→ **Task objective**: Please transcribe every one of the items below word for word, leaving nothing out.

Stored dataset items

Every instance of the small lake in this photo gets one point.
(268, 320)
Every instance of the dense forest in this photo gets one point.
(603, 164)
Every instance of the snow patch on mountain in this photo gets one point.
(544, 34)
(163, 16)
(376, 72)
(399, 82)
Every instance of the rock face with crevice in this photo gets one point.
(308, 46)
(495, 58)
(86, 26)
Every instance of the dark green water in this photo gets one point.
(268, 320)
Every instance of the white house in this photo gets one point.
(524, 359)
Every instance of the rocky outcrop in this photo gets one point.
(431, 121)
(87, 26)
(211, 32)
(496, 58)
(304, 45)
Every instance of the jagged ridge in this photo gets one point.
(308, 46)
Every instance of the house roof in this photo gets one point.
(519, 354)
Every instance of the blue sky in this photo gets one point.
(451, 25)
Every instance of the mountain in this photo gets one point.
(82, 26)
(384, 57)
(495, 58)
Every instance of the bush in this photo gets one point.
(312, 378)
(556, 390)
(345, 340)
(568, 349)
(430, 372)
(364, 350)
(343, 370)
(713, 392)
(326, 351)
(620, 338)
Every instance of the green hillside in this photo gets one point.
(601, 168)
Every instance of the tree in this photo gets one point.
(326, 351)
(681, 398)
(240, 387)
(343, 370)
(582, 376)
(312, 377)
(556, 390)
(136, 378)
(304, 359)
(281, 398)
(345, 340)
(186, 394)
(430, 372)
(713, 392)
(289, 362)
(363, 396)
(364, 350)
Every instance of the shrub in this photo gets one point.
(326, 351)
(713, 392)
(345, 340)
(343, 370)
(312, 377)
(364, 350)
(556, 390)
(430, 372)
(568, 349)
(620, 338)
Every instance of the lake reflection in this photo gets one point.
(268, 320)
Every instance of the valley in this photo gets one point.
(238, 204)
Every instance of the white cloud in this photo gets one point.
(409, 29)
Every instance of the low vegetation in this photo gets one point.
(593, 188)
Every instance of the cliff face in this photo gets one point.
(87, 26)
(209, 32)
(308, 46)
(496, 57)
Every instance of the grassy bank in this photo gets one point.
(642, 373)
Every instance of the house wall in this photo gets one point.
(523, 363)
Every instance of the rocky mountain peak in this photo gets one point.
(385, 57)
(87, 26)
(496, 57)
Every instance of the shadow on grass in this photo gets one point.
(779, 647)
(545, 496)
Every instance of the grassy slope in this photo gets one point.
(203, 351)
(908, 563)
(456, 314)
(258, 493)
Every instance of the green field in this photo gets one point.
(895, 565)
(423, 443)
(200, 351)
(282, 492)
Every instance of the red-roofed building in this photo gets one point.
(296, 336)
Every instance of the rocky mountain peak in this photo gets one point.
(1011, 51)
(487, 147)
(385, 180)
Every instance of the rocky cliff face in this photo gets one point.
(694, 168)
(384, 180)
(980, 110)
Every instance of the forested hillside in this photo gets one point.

→ **Solution below**:
Every instance of the small lake in this photo gets one point.
(268, 320)
Every instance of the dense forest in this photo gets one point.
(603, 164)
Every instance of the snow patch on mountain in this photo gets one point.
(544, 34)
(163, 16)
(376, 72)
(399, 82)
Every instance of the rock face with crevice in this photo gets one point.
(308, 46)
(495, 58)
(86, 26)
Every instance of the dark green water in this photo gets one point.
(268, 320)
Every instance of the white house in this photo gets one point.
(524, 359)
Every instance of the rocky outcrop in this photo gets one point.
(431, 121)
(87, 26)
(211, 32)
(496, 58)
(304, 45)
Every instance of the jagged ridge in this photo gets one point.
(308, 46)
Every instance of the house roof in this photo gets one point.
(519, 354)
Every instance of the blue sky in this photo gets one point.
(451, 25)
Every instance of the mountain in this photo gets one point.
(82, 26)
(384, 57)
(495, 58)
Every instance of the bush in this photo gets one point.
(312, 378)
(556, 390)
(345, 340)
(568, 349)
(430, 372)
(364, 350)
(343, 370)
(713, 392)
(326, 351)
(620, 338)
Every instance of the green hillside in this photo gets one point.
(601, 168)
Every instance of the tree in this photo gets one point.
(326, 351)
(681, 398)
(240, 387)
(343, 370)
(582, 376)
(312, 377)
(556, 390)
(136, 378)
(304, 359)
(281, 398)
(345, 340)
(186, 394)
(430, 372)
(713, 392)
(289, 362)
(363, 396)
(364, 350)
Every instance of the shrub in this photo gets one point.
(326, 351)
(713, 392)
(345, 340)
(343, 370)
(312, 377)
(364, 350)
(556, 390)
(430, 372)
(568, 349)
(620, 338)
Every instance of the lake reflection in this photo gets one point.
(268, 320)
Every instance of the valley in this photo gets one point.
(238, 204)
Every instance of the white cloud in this photo gets one point.
(409, 29)
Every instance of the low vegetation in this photo gets one point.
(593, 188)
Every instance of the cliff face in this photo gets one point.
(87, 26)
(209, 32)
(308, 46)
(496, 57)
Every instance of the grassy bank in this photo gets one point.
(642, 373)
Every instance of the house wall in this photo gets one point.
(523, 363)
Every instance of the rocky mountain peak in this photo gets one point.
(385, 57)
(87, 26)
(496, 57)
Every instance of the shadow on grass in this photo gets one point.
(779, 647)
(545, 496)
Every instance of the grassy slope in this photo gets one point.
(203, 351)
(908, 563)
(456, 314)
(258, 493)
Every instance of the green field in this photo gets one point.
(895, 565)
(423, 443)
(200, 351)
(282, 492)
Every instance of the red-roofed building in this photo gets one point.
(296, 336)
Every instance of the rocky mountain peak in this photo gets one point.
(1011, 51)
(487, 147)
(385, 180)
Every instance of the rocky cliff face in this photo gets one point.
(694, 168)
(384, 180)
(980, 110)
Every instance of the forested hillside in this photo gets one point.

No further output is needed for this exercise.